▶ [Image point grounding data]:
§ §
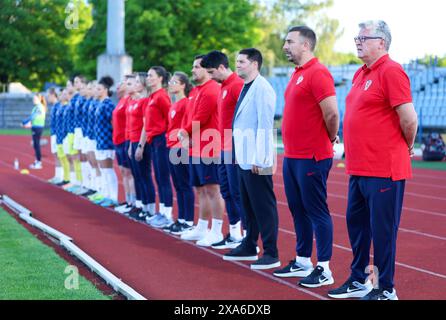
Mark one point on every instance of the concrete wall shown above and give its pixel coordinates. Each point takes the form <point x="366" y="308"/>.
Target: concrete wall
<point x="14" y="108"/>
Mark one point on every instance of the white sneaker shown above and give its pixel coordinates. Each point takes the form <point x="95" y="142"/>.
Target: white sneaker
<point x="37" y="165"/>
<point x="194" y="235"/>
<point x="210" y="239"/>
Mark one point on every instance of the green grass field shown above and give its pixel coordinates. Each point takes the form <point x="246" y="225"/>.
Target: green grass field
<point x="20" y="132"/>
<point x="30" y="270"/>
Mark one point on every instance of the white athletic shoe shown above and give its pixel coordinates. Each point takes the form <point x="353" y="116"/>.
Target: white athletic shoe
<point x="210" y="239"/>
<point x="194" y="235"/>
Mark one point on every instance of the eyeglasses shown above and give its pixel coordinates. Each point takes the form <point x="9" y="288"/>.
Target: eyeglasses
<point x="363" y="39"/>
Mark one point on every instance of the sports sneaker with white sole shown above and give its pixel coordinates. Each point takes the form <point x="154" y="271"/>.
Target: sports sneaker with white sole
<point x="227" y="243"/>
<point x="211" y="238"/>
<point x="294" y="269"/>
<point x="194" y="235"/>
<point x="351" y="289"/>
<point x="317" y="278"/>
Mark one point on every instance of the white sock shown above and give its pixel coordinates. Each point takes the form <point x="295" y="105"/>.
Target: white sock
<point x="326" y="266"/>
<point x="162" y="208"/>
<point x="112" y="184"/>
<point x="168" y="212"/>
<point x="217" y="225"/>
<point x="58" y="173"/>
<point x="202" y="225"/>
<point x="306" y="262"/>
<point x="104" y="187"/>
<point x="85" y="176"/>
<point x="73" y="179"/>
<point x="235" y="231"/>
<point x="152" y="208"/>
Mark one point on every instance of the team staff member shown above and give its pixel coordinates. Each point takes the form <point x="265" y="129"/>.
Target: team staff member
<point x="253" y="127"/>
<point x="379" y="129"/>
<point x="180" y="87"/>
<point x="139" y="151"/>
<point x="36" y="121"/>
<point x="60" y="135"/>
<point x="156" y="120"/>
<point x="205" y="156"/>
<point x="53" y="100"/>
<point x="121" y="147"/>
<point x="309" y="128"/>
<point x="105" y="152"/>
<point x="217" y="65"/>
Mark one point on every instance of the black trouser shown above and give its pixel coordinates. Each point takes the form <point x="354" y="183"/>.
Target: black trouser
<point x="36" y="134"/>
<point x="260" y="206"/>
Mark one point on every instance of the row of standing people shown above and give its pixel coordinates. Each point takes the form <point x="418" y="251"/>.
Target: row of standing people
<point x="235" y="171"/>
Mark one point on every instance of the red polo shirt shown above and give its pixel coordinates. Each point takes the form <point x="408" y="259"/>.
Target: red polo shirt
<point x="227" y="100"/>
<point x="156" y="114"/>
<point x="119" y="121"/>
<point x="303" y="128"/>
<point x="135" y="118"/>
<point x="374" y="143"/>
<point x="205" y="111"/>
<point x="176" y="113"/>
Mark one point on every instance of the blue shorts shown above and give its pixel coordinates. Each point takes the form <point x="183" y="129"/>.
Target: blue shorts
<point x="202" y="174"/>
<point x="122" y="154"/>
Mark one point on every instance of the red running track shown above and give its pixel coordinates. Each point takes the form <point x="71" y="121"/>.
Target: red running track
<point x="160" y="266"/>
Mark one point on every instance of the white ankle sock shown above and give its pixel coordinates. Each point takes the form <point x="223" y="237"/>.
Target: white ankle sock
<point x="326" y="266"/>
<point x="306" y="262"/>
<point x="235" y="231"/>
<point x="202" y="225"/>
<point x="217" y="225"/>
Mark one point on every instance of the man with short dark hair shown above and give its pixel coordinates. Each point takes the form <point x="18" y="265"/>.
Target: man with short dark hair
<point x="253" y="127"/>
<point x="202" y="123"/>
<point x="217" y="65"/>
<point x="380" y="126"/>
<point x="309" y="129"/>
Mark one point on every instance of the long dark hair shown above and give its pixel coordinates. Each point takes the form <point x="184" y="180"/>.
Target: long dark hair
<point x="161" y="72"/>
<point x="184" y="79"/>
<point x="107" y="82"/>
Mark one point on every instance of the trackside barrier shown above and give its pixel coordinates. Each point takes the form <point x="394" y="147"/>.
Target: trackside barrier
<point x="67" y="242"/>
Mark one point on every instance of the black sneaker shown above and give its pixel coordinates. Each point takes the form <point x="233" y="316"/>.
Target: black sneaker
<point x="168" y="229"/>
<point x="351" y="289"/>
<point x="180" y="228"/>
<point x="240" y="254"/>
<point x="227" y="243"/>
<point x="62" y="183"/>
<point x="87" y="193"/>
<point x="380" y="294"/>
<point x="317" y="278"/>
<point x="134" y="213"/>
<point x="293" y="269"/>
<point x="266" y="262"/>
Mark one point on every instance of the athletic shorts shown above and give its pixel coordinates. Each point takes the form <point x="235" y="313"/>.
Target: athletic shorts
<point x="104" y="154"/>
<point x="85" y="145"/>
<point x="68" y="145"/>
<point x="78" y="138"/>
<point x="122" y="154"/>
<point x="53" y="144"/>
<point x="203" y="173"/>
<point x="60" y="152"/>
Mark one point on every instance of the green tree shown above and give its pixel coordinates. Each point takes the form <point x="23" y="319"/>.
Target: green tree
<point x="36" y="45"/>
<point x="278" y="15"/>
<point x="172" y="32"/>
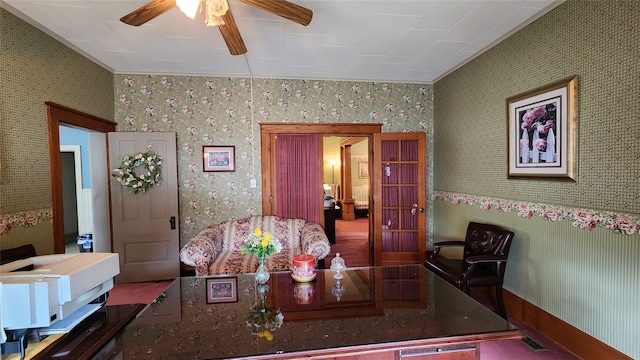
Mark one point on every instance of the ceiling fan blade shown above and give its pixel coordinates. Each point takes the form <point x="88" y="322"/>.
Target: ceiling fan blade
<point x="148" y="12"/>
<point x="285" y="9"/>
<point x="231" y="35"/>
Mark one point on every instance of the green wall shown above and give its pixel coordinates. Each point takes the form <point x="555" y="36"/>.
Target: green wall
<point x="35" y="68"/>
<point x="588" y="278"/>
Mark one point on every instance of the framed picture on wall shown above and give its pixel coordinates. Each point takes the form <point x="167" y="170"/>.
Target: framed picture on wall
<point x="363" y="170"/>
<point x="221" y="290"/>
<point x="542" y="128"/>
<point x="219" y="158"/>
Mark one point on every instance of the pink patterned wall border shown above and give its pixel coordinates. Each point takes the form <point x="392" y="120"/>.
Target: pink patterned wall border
§ §
▶ [Activity]: Print out each record exactly as shown, but keep the pictures out.

▶ [Task answer]:
Mark one point on every instance of the concrete wall shown above and give its pixel coordinates. Each point takes the form <point x="366" y="308"/>.
Target: concrete wall
<point x="14" y="108"/>
Mark one point on every instance of the white sneaker shown above and give its pixel coordinates. Each point takes the form <point x="95" y="142"/>.
Target: white sneaker
<point x="37" y="165"/>
<point x="194" y="235"/>
<point x="210" y="239"/>
Mark one point on every instance of the green grass field shown above and give its pixel coordinates. Each point takes the form <point x="246" y="225"/>.
Target: green grass field
<point x="20" y="132"/>
<point x="30" y="270"/>
Mark one point on every instance of the white athletic shoe shown above and give its pixel coordinates. Each point takes the form <point x="353" y="116"/>.
Target: white athletic shoe
<point x="210" y="239"/>
<point x="194" y="235"/>
Mark one point on every instance of the eyeglasses shown above and give its pixel coordinates. Each point takes the form <point x="9" y="288"/>.
Target: eyeglasses
<point x="363" y="39"/>
Mark one point on every instance of the sports sneaker with white sole shown above and give its pixel coordinates. Each point takes the form <point x="154" y="271"/>.
Target: sports sneaker with white sole
<point x="227" y="243"/>
<point x="211" y="238"/>
<point x="294" y="269"/>
<point x="194" y="235"/>
<point x="351" y="289"/>
<point x="317" y="278"/>
Mark one point on every instance of the white sock shown above and give its pixel coordinates. Each point takes the form <point x="295" y="105"/>.
Target: white sock
<point x="326" y="266"/>
<point x="162" y="208"/>
<point x="112" y="184"/>
<point x="168" y="212"/>
<point x="217" y="225"/>
<point x="58" y="173"/>
<point x="202" y="225"/>
<point x="306" y="262"/>
<point x="104" y="187"/>
<point x="85" y="176"/>
<point x="73" y="179"/>
<point x="235" y="231"/>
<point x="152" y="208"/>
Mark one point on every instance of the team staff member shown above and give its pixel coordinates. Each point takes the form <point x="265" y="129"/>.
Target: team staff member
<point x="253" y="127"/>
<point x="379" y="129"/>
<point x="180" y="87"/>
<point x="139" y="151"/>
<point x="36" y="121"/>
<point x="60" y="135"/>
<point x="156" y="120"/>
<point x="205" y="156"/>
<point x="53" y="100"/>
<point x="121" y="147"/>
<point x="309" y="128"/>
<point x="105" y="152"/>
<point x="217" y="65"/>
Mark one point on every instance of the black trouser shown above and give its pixel coordinates. Each point takes the form <point x="354" y="183"/>.
Target: black trouser
<point x="36" y="134"/>
<point x="260" y="206"/>
Mark one point on every instance of the row of standing people shown above and give its pixel coordinates. Each point takes the form <point x="418" y="251"/>.
Target: row of standing people
<point x="235" y="171"/>
Mark one point on every instance of the red polo shirt shown above and give its pixel coordinates. Each point takes the form <point x="408" y="259"/>.
Target: red polo shirt
<point x="227" y="100"/>
<point x="156" y="114"/>
<point x="119" y="121"/>
<point x="303" y="128"/>
<point x="135" y="118"/>
<point x="374" y="143"/>
<point x="205" y="111"/>
<point x="176" y="113"/>
Mark one point on every instance of the blue shorts shown above and give its pixel coordinates. Each point takes the form <point x="183" y="129"/>.
Target: blue shorts
<point x="202" y="174"/>
<point x="122" y="154"/>
Mark one point on every instance of the red running track shown above and give its pixel coordinates. Each point takes the form <point x="71" y="121"/>.
Target: red running track
<point x="160" y="266"/>
Mark one point on every instance of the white ankle sock shown above and give its pixel coordinates. Each point takes the form <point x="223" y="237"/>.
Target: white ankle sock
<point x="326" y="266"/>
<point x="306" y="262"/>
<point x="235" y="231"/>
<point x="202" y="225"/>
<point x="217" y="225"/>
Mark one point on every instance of the man with short dark hair shown above and give its pixel coordinates. Each point takes the form <point x="18" y="265"/>.
Target: man with short dark hair
<point x="253" y="127"/>
<point x="202" y="123"/>
<point x="217" y="65"/>
<point x="380" y="126"/>
<point x="309" y="129"/>
Mark one point on every instance of the long dark hair shown above and give its pixel coordinates. Each point takes the form <point x="184" y="180"/>.
Target: long dark hair
<point x="161" y="72"/>
<point x="184" y="79"/>
<point x="107" y="82"/>
Mark one point on every instance of the trackside barrier shown above and give its pixel coordinates. Each point takes the form <point x="394" y="147"/>.
Target: trackside barrier
<point x="67" y="242"/>
Mark one point on every instance of the black sneaker shown above and give its pixel coordinates. Each point takes the form <point x="233" y="316"/>.
Target: black sneaker
<point x="168" y="229"/>
<point x="351" y="289"/>
<point x="180" y="228"/>
<point x="240" y="254"/>
<point x="227" y="243"/>
<point x="62" y="183"/>
<point x="87" y="193"/>
<point x="380" y="294"/>
<point x="317" y="278"/>
<point x="134" y="213"/>
<point x="293" y="269"/>
<point x="266" y="262"/>
Mark one point on every instance of the athletic shorts shown above and give its pixel coordinates. Each point takes the form <point x="235" y="313"/>.
Target: athletic shorts
<point x="104" y="154"/>
<point x="85" y="145"/>
<point x="68" y="145"/>
<point x="78" y="138"/>
<point x="122" y="154"/>
<point x="53" y="144"/>
<point x="203" y="173"/>
<point x="60" y="152"/>
Mark one point on every instance of the green tree shown above and give its pixel coordinates. Each point takes the form <point x="23" y="319"/>.
Target: green tree
<point x="36" y="45"/>
<point x="278" y="15"/>
<point x="172" y="32"/>
Mark one point on every instance of the ceiling fan blade shown above and give its pixel coordinates. Each point takes the form <point x="88" y="322"/>.
Target: ceiling fan blade
<point x="148" y="12"/>
<point x="285" y="9"/>
<point x="231" y="35"/>
Mark one point on every instance of the green wall shown above and give its pixel coordinates. Each point takes the form <point x="555" y="36"/>.
Target: green wall
<point x="35" y="68"/>
<point x="588" y="278"/>
Mark one point on every instance of the framed picture on wall shown above and give its pixel coordinates. Each point takes the form <point x="167" y="170"/>.
Target: framed picture on wall
<point x="363" y="170"/>
<point x="221" y="290"/>
<point x="542" y="128"/>
<point x="219" y="158"/>
Mark one point on every instance of the pink patterned wall border shown above and give its pixel coordinates. Each point takes the form <point x="392" y="120"/>.
Target: pink patterned wall border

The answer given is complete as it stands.